Exercise requirements:
A. In the mailing-list thread below, how long does sorting layers by X2 order take the second time and after?
B. Repeat word for word the part of the mailing-list thread below from "I'm going to" to "on your machines?".
--- Selected text ---
← Back to team overview

kicad-developers team mailing list archive

Re: [PATCH] Increase initial vertex container size by order of magnitude

 

It looks like the "sort layers" feature is causing removal and re-adding of
all items on the canvas, which is extremely slow.
I'm going to see if that is actually necessary, since my initial thought is
that it should be possible to avoid that work.
Unfortunately RTREE::Remove is super slow if there are lots of items, so we
have to be careful to not call that when we don't need to...

On Thu, Feb 1, 2018 at 1:51 PM, jp charras <jp.charras@xxxxxxxxxx> wrote:

> Le 01/02/2018 à 18:16, Jon Evans a écrit :
> > Thanks for the data, Seth.
> >
> > I'm curious, has anyone tried my other patch (changing from bitset to
> vector) to see if it has any
> > performance impact on your machines?
>
> I just tested it in Gerbview, and I do not really seen any performance
> change.
>
> During my tests, I noticed a relly strange behavior (not depending on this
> patch):
>
> I loaded all .gbr samples:
> - The first time I sort layers by X2 order, the calculation time is 23 -
> 25 s.
> - The second time (and next times) I sort layers by X2 order, the
> calculation time is 45 s.
>
> >
> > -Jon
> >
> > On Thu, Feb 1, 2018 at 11:58 AM, Seth Hillbrand <
> seth.hillbrand@xxxxxxxxx
> > <mailto:seth.hillbrand@xxxxxxxxx>> wrote:
> >
> >     Hi Jon-
> >
> >     I see a similar situation to JP (although my machine is not so
> fast).  Loading all layers is
> >     fast.  Changing the dcode display takes about 40s on my machine and
> no difference in the patch.
> >     Interestingly, it is faster for me to close all layers, change the
> dcode display and re-open the
> >     files than it is to change the display with the files open.
> >
> >     I also tried the halftone image from https://bugs.launchpad.
> net/kicad/+bug/1745050
> >     <https://bugs.launchpad.net/kicad/+bug/1745050> in pcbnew.  Without
> the patch, it takes about 30
> >     seconds to re-draw the vertices.  With the patch, it takes about
> 25s.  By making the new size a
> >     power of two (right now it is 2^20, so if we make it 2^24), I get a
> 20s load time.  However,
> >     increasing beyond my GPU's memory (2^26) results in no image
> whatsoever.  So I suspect that more
> >     limited GPUs may see a similar issue sooner.
> >
> >     -S
> >
> >     2018-02-01 7:48 GMT-08:00 jp charras <jp.charras@xxxxxxxxxx <mailto:
> jp.charras@xxxxxxxxxx>>:
> >
> >         Le 01/02/2018 à 15:34, Jon Evans a écrit :
> >         > Thanks for feedback Orson and JP, I will definitely keep
> investigating.
--- Source material ---
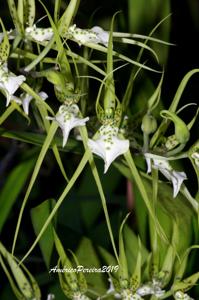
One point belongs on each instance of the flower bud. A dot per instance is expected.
(149, 124)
---
Answers to the exercises:
A. 45 seconds.

B.
I'm going to see if that is actually necessary, since my initial thought is
that it should be possible to avoid that work.
Unfortunately RTREE::Remove is super slow if there are lots of items, so we
have to be careful to not call that when we don't need to...

On Thu, Feb 1, 2018 at 1:51 PM, jp charras <jp.charras@xxxxxxxxxx> wrote:

> Le 01/02/2018 à 18:16, Jon Evans a écrit :
> > Thanks for the data, Seth.
> >
> > I'm curious, has anyone tried my other patch (changing from bitset to
> vector) to see if it has any
> > performance impact on your machines?